## EXERCISE AIM
Output the full listing word for word.

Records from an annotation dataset
## START
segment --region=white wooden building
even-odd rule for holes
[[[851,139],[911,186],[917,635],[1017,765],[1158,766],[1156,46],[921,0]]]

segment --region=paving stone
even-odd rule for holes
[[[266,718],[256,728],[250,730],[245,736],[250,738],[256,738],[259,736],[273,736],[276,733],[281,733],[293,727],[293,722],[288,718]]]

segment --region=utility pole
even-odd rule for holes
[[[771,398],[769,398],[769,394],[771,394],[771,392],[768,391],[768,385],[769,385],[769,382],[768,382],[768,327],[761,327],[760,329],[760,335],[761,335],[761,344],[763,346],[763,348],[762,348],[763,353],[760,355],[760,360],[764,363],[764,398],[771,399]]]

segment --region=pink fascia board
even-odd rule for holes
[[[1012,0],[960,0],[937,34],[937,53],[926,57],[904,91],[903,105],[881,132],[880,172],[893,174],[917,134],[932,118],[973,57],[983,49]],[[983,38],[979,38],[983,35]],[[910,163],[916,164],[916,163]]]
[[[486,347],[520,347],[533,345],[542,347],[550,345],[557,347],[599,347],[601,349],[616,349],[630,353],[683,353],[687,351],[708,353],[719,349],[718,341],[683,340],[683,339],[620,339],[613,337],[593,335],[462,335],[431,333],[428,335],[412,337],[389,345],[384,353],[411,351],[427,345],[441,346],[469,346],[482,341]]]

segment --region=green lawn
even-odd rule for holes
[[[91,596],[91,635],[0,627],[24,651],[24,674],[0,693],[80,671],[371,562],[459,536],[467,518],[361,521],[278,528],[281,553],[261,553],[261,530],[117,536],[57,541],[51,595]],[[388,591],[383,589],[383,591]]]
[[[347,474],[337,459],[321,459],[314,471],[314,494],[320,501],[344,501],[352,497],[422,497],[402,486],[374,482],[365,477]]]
## END
## RESPONSE
segment --region=white wooden building
even-odd rule for holes
[[[851,139],[911,186],[917,635],[1017,765],[1158,766],[1156,46],[921,0]]]

segment --region=paving stone
even-odd rule for holes
[[[266,718],[256,728],[250,730],[245,736],[250,738],[256,738],[259,736],[273,736],[276,733],[281,733],[293,727],[293,722],[288,718]]]

segment --region=utility pole
even-odd rule for holes
[[[771,398],[769,398],[769,394],[771,394],[771,392],[768,391],[768,385],[769,385],[769,382],[768,382],[768,327],[761,327],[760,329],[760,335],[761,335],[761,344],[763,346],[763,348],[762,348],[763,353],[760,355],[760,360],[764,363],[764,398],[771,399]]]

segment --region=pink fascia board
even-odd rule for holes
[[[1012,0],[960,0],[937,34],[937,53],[926,57],[904,91],[903,105],[881,132],[880,172],[893,174],[917,134],[932,118],[973,57],[983,49]],[[983,38],[979,38],[983,35]],[[910,163],[916,164],[916,163]]]
[[[486,347],[520,347],[533,345],[542,347],[550,345],[557,347],[599,347],[601,349],[616,349],[630,353],[683,353],[687,351],[708,353],[719,349],[718,341],[683,340],[683,339],[620,339],[613,337],[593,335],[462,335],[431,333],[428,335],[412,337],[389,345],[384,353],[411,351],[427,345],[441,346],[469,346],[482,341]]]

segment --region=green lawn
even-odd rule for holes
[[[91,596],[91,635],[0,627],[24,651],[24,674],[0,693],[80,671],[371,562],[459,536],[467,518],[361,521],[278,528],[281,553],[261,553],[261,530],[117,536],[57,541],[51,595]],[[388,591],[383,589],[383,591]]]
[[[347,474],[337,459],[321,459],[314,471],[314,494],[320,501],[344,501],[352,497],[422,497],[402,486],[374,482],[365,477]]]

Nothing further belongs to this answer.